Output only the lines below that start at the line containing "Task: Find the player's neck" and end at the line containing "Task: Find the player's hand", with both ends kept.

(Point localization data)
****************
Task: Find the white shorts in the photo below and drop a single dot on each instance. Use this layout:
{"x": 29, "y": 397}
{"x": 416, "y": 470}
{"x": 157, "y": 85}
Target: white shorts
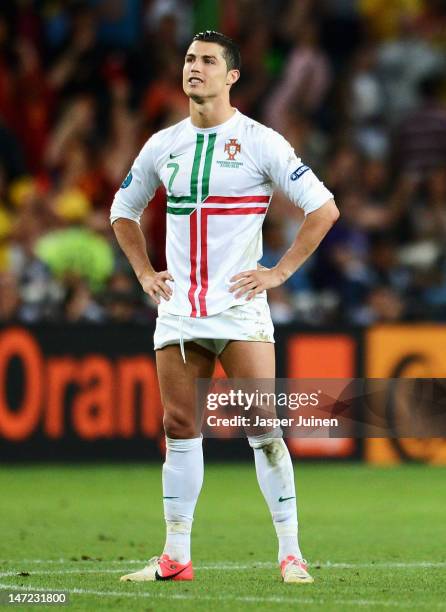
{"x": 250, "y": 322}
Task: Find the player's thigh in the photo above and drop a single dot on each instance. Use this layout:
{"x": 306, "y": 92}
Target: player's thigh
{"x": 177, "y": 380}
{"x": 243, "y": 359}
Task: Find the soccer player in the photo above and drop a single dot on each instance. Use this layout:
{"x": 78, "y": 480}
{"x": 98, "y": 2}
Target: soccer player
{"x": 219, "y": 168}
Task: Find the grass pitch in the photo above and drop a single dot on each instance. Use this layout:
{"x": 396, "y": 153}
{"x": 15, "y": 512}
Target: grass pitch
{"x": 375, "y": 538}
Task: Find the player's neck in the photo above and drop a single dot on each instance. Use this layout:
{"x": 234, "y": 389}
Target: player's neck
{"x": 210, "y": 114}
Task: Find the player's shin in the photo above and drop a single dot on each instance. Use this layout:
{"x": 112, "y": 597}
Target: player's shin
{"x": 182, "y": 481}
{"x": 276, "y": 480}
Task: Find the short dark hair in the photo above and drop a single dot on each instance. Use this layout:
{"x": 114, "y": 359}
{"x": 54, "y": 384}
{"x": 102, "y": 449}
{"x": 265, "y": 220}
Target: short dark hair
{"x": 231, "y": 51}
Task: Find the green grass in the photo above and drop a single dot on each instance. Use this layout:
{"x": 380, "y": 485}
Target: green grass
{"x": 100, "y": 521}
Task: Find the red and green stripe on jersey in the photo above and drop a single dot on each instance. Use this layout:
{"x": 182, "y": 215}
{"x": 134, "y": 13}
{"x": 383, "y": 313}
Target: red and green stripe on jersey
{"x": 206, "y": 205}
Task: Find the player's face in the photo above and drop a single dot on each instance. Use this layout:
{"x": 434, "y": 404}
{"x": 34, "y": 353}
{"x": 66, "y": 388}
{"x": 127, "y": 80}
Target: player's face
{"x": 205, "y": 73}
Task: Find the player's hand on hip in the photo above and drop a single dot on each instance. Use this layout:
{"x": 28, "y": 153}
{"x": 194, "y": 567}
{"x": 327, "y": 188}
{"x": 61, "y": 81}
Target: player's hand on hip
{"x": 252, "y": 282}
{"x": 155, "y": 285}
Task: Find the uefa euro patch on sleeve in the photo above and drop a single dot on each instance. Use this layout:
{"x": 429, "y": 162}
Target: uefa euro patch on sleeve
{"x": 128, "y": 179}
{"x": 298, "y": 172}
****************
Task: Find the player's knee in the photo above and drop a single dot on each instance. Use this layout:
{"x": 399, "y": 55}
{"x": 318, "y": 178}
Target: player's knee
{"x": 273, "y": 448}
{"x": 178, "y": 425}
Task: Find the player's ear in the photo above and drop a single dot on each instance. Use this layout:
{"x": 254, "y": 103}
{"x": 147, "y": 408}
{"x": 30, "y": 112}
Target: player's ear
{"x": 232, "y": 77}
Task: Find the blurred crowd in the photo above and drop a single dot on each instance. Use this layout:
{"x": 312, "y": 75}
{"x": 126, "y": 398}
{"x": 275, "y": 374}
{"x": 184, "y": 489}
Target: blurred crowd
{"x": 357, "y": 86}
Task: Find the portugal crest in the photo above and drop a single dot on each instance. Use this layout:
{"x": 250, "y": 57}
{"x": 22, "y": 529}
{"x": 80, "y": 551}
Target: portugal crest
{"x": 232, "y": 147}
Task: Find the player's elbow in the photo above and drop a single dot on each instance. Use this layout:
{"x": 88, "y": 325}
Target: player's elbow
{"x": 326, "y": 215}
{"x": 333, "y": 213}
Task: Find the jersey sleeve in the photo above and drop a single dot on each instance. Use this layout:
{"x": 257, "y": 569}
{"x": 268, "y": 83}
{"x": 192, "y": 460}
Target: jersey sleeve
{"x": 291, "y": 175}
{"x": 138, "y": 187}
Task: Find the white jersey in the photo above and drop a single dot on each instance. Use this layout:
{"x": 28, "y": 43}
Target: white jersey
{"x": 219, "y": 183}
****************
- **Answer box**:
Task: Find the player's neck in the photo above and drop a single dot on each instance. Use this layout:
{"x": 234, "y": 389}
Target: player's neck
{"x": 210, "y": 114}
Task: Find the player's shin in the photo above and drop a single dot on each instance. Use this layout:
{"x": 112, "y": 597}
Target: player's shin
{"x": 182, "y": 481}
{"x": 276, "y": 480}
Task: Find the short dark hair in the photo above and drop a single dot on each instance. Use this layout:
{"x": 114, "y": 359}
{"x": 54, "y": 384}
{"x": 102, "y": 449}
{"x": 265, "y": 220}
Target: short dark hair
{"x": 231, "y": 51}
Task: Find the green grass in the photo above and drop a single dot on each instance. Use this layout:
{"x": 380, "y": 485}
Target: green grass
{"x": 100, "y": 521}
Task: Find the red and green stripe on jersey in the photo above and drop a single dot on each instance. Use this layout:
{"x": 182, "y": 215}
{"x": 134, "y": 13}
{"x": 383, "y": 313}
Target: red and green stripe on jersey
{"x": 206, "y": 205}
Task: Find the player's face in the photo above and drop a single dot on each instance. Use this layout:
{"x": 434, "y": 404}
{"x": 34, "y": 353}
{"x": 66, "y": 388}
{"x": 127, "y": 80}
Target: player's face
{"x": 205, "y": 73}
Task: Find the player's hand on hip in the photo above and drop a single dot on each instance. Use this layout:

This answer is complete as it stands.